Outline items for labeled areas
[start]
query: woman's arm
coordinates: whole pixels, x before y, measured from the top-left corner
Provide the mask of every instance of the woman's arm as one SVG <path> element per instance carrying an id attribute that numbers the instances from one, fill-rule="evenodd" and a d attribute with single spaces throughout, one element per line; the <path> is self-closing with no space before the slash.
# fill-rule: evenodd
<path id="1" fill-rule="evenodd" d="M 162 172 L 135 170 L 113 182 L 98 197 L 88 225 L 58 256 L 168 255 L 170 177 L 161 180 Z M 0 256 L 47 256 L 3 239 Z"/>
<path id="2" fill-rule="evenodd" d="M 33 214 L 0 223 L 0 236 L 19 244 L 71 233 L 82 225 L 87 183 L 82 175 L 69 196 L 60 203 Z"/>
[end]
Write all of the lines above out again, requests included, and add 45 to every number in the path answers, both the ids and the x and y coordinates.

Exercise output
query: woman's arm
coordinates: whole pixels, x before y, measured from the top-left corner
Provide the mask of every instance of the woman's arm as one SVG <path> element per instance carrying an id attribute that numbers the instances from one, fill-rule="evenodd" and a d attribute with single spaces throughout, one element per line; the <path> is self-closing with no space before the slash.
# fill-rule: evenodd
<path id="46" fill-rule="evenodd" d="M 207 217 L 180 215 L 158 227 L 143 242 L 133 270 L 103 301 L 213 300 L 215 222 L 206 225 Z M 45 301 L 92 301 L 48 284 Z"/>
<path id="47" fill-rule="evenodd" d="M 78 259 L 45 268 L 45 281 L 64 289 L 116 278 L 127 270 L 132 228 L 127 220 L 114 241 L 105 248 Z"/>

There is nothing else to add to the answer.